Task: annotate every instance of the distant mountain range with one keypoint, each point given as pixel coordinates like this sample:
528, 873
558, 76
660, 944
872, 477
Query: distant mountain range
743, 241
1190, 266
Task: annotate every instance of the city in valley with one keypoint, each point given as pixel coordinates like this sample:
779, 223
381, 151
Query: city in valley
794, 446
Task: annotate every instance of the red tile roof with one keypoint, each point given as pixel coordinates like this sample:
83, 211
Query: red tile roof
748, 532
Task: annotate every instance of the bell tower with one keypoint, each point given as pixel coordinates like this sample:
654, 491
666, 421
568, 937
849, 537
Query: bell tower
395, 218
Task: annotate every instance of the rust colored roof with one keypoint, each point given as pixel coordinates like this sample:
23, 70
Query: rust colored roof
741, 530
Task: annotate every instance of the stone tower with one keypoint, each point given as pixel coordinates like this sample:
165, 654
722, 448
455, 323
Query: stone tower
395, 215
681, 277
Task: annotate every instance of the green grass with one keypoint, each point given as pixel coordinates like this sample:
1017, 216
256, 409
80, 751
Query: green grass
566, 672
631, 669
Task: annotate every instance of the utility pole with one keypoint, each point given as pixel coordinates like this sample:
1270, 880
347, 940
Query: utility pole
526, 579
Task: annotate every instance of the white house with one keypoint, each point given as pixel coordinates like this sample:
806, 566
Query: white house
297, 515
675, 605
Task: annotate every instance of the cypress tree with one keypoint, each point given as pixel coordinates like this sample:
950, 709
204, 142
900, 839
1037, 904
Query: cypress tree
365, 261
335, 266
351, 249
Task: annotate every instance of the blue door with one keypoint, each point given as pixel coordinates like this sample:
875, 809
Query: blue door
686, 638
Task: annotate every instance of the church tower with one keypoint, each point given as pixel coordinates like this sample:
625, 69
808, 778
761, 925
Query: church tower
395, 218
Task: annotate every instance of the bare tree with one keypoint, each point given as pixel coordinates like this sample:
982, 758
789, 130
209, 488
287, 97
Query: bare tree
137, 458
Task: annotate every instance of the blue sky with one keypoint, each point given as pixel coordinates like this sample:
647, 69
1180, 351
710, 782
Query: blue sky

----

# [Exercise objective]
All lines from the one that contains "Task: annotate every instance of the church" through the end of the listing above should be copied exactly, with nothing else.

# [Exercise answer]
Task: annotate every instance of the church tower with one keypoint, each point given as pixel coordinates like this sample:
625, 69
808, 778
761, 925
Query: church tower
395, 218
Task: annotate every instance of the bare tree with one keypoint, each point given as pixel coordinates like this sample:
982, 758
789, 130
209, 488
287, 97
Query: bare tree
137, 458
Task: annotate every instance of the blue sky with one keypoint, each point given as pixel coordinates like this sample:
647, 69
1180, 351
710, 782
Query: blue sky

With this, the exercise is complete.